> WHAT THE TASK REQUIRES
Take the line containing "of the blue" and all lines after it to the end of the records, and output them exactly.
━━ MATERIAL FOR THIS EXERCISE
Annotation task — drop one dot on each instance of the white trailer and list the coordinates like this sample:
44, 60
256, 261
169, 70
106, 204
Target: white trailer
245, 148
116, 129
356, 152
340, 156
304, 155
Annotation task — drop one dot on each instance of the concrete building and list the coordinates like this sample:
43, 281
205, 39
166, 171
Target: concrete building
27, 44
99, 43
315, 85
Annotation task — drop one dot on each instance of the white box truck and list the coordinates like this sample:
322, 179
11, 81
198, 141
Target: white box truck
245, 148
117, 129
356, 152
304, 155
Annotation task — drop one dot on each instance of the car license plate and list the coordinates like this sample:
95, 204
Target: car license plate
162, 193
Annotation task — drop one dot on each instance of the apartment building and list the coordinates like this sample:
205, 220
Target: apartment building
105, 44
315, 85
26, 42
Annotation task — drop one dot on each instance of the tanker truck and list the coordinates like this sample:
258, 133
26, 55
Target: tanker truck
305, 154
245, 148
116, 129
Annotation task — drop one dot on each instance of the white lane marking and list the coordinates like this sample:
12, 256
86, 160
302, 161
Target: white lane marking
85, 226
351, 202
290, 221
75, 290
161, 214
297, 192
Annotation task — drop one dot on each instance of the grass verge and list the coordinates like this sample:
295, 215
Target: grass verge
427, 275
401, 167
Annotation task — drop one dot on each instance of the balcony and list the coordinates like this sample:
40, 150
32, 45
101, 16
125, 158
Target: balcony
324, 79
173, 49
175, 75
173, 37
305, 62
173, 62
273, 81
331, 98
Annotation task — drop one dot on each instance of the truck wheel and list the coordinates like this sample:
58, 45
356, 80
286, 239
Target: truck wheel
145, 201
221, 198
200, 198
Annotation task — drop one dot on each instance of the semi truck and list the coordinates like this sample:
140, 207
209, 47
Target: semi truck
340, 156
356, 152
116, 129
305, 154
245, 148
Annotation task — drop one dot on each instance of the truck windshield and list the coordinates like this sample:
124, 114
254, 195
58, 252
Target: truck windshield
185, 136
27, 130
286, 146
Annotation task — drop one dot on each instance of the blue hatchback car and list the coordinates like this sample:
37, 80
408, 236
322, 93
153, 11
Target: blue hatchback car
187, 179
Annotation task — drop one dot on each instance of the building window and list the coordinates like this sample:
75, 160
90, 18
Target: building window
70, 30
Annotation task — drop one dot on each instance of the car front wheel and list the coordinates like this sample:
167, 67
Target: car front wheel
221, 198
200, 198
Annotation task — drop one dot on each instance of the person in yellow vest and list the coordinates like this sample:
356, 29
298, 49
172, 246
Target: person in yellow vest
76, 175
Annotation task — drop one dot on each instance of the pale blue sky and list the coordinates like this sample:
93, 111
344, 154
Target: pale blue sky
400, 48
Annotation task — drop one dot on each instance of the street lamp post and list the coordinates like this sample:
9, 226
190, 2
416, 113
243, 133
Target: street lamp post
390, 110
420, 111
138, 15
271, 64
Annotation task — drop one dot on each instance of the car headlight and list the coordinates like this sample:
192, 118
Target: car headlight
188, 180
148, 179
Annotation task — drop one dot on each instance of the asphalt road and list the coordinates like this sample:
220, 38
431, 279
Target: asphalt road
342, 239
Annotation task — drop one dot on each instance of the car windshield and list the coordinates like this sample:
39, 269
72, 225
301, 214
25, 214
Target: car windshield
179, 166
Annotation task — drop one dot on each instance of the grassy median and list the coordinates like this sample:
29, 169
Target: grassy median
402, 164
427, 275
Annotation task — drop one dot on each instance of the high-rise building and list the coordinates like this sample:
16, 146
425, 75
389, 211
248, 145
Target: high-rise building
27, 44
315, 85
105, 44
━━━━
> WRITTEN SOLUTION
Annotation task — drop one dot on each instance of the blue hatchback car and list the coordinates like this sample:
37, 80
408, 236
322, 93
153, 11
Target: blue hatchback car
187, 179
Annotation task — drop one dot on each instance of the building window and list the coordinates like this sample:
75, 160
90, 18
Target: building window
70, 30
Annotation task — drop one dot on each instance of the car front wheel and list the coordinates like this sample:
167, 67
Target: car front wheel
221, 198
200, 198
Annotation task — drop one dot on each instance of the person in yellow vest and list the coordinates like this sample:
356, 29
298, 49
172, 246
Target: person in yellow vest
76, 175
Annotation task — drop one dot on each instance of the pale blue sky and list the coordinates like this sample:
93, 111
344, 154
Target: pale blue sky
400, 48
Annotation task — drop one dot on each instance of the street lamp post and list the coordinates like this sample:
9, 226
190, 2
416, 113
243, 133
Target: street lamp post
390, 110
420, 111
138, 15
271, 64
Annotation task — drop one dot on each instance of the car headlight and list the coordinates like this sample:
192, 118
Target: car headlight
188, 180
148, 179
Annotation task — drop one dot on each instance of the asphalt road and list the coordinates like this sample:
220, 38
431, 279
Target: asphalt road
342, 239
Annotation task — drop one dot on each instance of the car windshield and list the coordinates like this sample:
39, 269
72, 225
301, 214
25, 214
Target: car windshield
179, 166
Annotation task — drop one dot on each instance of the grassy median and list the coordinates like this sample:
29, 169
Target: grassy median
402, 164
427, 275
Annotation task — drop one dot on each instance of the high-rise building and list the coordinates like this sample:
16, 146
425, 75
389, 211
248, 145
Target: high-rise building
27, 44
315, 85
105, 44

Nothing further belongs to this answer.